**Work to complete**
A – In the forum thread, who does LadyFlynt say she would rather watch?
B – In the forum thread, write out the passage from "I believe God" up to and including "demonic to me." again, changing "disturbing" to "unsettling".
C – Which usernames in the forum thread contain a space?

**Document extract**

Maybe I should have put this under the "Entertainment" heading....


----------



## VirginiaHuguenot (Dec 12, 2006)

See also this thread.


----------



## Blueridge Believer (Dec 12, 2006)

Thanks for posting that. I was having trouble throwing up this morning. That helped.


----------



## Devin (Dec 12, 2006)

Anyone notice Copeland's odd look there at the end? He's like "why am I even doing this?"


----------



## Cheshire Cat (Dec 12, 2006)

Can anybody say hypnosis?

Yeah Devin, I did notice that look.


----------



## Devin (Dec 12, 2006)

Looked like the feeling of guilt to me.


----------



## staythecourse (Dec 12, 2006)

I believe God led me away from those traps in his mercy. As much as I want to know God, it never took that course. Thanks be to God.


----------



## MrMerlin777 (Dec 12, 2006)

This video is just disturbing.

These people are  

Their activities in this clip appear demonic to me.

Once the demoniac was delivered by Christ, Scripture says, he was clothed and in his _right mind._


----------



## LadyFlynt (Dec 12, 2006)

I'm not even going to bother...don't see the point. I'd rather watch Gallagher.


----------



## MrMerlin777 (Dec 12, 2006)

LadyFlynt said:


> I'm not even going to bother...don't see the point. I'd rather watch Gallagher.




Gallagher is hillarious! 

Seen most of his videos. Another thread I guess but anyone ever see him live?


----------



## caddy (Dec 12, 2006)

Just down right shameful!


----------



## Irishcat922 (Dec 12, 2006)

Birds of a heretical feather flock together.


----------



## turmeric (Dec 12, 2006)

I'm still recovering from all the higher-life hype of the '70's.It gave me some serious trust-issues with church and people who seemed to really believe something. There was quite a bit of it and it hasn't all gone away, I see, instead it has revealed its true face. I just thank God we weren't into snakes!!


----------



## Blue Tick (Dec 13, 2006)

**Raw data**
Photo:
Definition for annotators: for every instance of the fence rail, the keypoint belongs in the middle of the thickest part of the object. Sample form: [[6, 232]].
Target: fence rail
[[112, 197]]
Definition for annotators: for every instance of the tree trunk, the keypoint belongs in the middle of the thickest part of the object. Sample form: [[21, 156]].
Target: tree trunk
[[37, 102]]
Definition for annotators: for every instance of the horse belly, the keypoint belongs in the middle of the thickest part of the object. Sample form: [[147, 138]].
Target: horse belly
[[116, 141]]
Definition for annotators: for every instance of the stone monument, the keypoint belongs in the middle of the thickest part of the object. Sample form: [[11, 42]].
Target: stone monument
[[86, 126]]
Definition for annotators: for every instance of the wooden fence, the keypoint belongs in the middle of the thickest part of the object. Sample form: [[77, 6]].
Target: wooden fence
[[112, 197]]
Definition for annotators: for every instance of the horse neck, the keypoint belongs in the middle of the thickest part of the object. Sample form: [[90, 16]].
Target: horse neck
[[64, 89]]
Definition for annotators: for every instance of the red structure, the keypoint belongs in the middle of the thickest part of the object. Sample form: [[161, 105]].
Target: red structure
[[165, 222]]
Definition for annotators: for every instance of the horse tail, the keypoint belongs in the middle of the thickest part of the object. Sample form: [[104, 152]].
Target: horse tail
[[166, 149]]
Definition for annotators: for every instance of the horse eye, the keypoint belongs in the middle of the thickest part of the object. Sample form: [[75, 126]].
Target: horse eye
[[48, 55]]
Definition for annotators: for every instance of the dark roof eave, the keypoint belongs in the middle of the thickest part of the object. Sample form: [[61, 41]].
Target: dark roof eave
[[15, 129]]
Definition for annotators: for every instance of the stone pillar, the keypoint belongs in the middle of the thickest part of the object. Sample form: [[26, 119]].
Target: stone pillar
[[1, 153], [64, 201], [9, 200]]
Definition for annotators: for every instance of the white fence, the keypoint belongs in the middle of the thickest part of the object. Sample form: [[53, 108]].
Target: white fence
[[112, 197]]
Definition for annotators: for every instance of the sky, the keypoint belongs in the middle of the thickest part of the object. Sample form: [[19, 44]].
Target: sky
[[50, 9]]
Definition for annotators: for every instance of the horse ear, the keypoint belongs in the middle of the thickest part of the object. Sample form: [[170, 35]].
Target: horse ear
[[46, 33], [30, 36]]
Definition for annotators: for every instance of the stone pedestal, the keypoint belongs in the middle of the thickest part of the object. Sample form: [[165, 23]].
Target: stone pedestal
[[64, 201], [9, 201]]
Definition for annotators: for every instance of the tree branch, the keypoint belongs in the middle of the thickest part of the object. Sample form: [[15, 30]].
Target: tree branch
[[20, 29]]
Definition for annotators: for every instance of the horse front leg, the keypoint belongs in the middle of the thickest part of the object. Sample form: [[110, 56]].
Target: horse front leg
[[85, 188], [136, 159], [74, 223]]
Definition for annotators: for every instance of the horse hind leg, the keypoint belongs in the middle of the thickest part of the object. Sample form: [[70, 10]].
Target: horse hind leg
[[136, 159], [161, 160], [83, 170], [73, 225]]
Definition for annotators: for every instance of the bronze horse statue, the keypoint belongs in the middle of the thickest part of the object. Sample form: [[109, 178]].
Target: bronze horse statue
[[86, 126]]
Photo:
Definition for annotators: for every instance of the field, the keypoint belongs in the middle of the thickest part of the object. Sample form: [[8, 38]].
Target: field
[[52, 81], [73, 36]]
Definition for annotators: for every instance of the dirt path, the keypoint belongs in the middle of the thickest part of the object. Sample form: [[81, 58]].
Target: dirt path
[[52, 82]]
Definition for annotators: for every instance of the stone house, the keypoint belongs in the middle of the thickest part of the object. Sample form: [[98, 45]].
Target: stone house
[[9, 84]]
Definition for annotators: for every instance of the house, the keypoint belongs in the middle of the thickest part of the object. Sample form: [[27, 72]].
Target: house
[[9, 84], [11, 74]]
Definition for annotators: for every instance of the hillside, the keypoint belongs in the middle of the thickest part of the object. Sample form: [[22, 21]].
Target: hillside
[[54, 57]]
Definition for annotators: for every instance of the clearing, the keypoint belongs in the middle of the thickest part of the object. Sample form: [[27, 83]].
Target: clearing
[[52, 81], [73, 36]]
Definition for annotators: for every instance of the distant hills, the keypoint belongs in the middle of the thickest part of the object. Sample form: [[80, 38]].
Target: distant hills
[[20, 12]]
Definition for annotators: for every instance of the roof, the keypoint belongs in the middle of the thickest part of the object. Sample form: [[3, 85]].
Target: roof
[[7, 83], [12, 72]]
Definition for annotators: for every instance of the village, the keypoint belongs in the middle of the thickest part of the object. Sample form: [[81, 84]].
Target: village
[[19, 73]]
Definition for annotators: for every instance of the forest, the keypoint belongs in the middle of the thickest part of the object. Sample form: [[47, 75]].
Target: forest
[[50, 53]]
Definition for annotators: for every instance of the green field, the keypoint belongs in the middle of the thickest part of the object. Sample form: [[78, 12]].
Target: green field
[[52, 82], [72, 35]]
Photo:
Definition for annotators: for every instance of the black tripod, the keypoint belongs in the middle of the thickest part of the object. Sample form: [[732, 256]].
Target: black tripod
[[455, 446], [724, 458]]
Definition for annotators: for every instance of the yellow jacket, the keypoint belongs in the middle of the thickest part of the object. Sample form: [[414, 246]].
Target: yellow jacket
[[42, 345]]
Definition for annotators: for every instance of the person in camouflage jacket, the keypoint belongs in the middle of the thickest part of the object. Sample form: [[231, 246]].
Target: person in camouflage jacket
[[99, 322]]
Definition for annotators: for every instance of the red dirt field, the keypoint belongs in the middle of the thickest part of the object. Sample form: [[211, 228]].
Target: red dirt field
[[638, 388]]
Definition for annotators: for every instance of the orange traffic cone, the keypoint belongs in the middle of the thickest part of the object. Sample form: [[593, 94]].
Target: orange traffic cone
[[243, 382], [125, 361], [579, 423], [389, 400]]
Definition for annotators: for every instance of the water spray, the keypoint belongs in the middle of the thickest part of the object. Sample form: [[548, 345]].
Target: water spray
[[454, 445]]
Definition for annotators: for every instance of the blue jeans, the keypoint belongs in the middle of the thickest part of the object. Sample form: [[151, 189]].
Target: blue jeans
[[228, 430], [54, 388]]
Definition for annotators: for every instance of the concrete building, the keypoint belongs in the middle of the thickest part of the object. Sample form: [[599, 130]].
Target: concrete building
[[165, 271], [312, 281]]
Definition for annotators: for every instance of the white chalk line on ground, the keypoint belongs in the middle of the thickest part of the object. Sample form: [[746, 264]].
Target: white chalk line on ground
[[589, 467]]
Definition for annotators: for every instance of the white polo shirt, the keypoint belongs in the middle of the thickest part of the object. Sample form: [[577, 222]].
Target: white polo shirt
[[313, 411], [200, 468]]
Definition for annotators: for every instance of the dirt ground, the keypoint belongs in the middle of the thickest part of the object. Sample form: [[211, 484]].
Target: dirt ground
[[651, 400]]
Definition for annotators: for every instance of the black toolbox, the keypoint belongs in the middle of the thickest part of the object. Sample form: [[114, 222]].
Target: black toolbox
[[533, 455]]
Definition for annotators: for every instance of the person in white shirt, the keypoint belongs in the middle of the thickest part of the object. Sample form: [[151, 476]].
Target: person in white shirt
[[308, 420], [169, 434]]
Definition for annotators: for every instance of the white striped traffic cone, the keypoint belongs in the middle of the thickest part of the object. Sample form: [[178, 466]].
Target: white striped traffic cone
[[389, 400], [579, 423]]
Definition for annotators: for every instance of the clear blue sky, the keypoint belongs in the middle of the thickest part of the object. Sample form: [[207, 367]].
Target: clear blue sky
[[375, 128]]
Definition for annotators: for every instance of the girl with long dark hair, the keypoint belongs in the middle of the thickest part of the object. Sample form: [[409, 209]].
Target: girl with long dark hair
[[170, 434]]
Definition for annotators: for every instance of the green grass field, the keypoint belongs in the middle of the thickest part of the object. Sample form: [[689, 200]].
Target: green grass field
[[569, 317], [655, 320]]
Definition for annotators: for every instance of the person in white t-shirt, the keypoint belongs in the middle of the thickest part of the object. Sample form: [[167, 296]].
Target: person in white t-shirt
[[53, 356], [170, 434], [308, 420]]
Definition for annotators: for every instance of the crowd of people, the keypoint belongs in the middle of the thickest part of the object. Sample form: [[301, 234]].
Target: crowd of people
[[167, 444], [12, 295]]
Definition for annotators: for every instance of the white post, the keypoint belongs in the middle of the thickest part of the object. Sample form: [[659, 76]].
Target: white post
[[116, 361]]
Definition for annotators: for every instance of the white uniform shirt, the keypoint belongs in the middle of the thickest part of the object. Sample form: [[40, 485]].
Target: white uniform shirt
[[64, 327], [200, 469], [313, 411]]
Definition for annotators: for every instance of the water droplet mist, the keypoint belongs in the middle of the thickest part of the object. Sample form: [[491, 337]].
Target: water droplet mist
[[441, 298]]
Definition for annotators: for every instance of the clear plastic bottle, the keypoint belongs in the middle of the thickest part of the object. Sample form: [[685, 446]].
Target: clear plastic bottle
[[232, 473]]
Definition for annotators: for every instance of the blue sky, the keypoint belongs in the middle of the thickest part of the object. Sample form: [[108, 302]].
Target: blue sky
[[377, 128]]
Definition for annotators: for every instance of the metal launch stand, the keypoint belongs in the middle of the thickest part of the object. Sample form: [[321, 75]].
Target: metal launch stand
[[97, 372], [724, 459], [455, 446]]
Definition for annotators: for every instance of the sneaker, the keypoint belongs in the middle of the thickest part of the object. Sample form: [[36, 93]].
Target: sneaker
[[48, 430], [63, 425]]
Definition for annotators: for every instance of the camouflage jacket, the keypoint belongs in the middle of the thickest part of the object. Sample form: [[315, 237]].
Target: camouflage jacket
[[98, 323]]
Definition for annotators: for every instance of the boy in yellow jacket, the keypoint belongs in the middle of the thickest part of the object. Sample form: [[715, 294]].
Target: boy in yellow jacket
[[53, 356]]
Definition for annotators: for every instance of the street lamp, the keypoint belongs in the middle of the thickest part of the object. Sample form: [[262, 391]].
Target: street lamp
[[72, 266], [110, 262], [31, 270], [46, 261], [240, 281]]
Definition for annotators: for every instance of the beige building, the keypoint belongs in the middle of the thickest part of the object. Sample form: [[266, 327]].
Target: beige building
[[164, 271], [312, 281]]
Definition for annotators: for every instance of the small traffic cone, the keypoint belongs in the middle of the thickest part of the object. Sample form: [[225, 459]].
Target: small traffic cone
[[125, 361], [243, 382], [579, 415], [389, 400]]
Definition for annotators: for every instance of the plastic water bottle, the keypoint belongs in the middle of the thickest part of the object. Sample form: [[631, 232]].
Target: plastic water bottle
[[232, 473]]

**Exercise results**
A – Gallagher

B –
I believe God led me away from those traps in his mercy. As much as I want to know God, it never took that course. Thanks be to God.


----------



## MrMerlin777 (Dec 12, 2006)

This video is just unsettling.

These people are  

Their activities in this clip appear demonic to me.

C – Blueridge Believer, Cheshire Cat, Blue Tick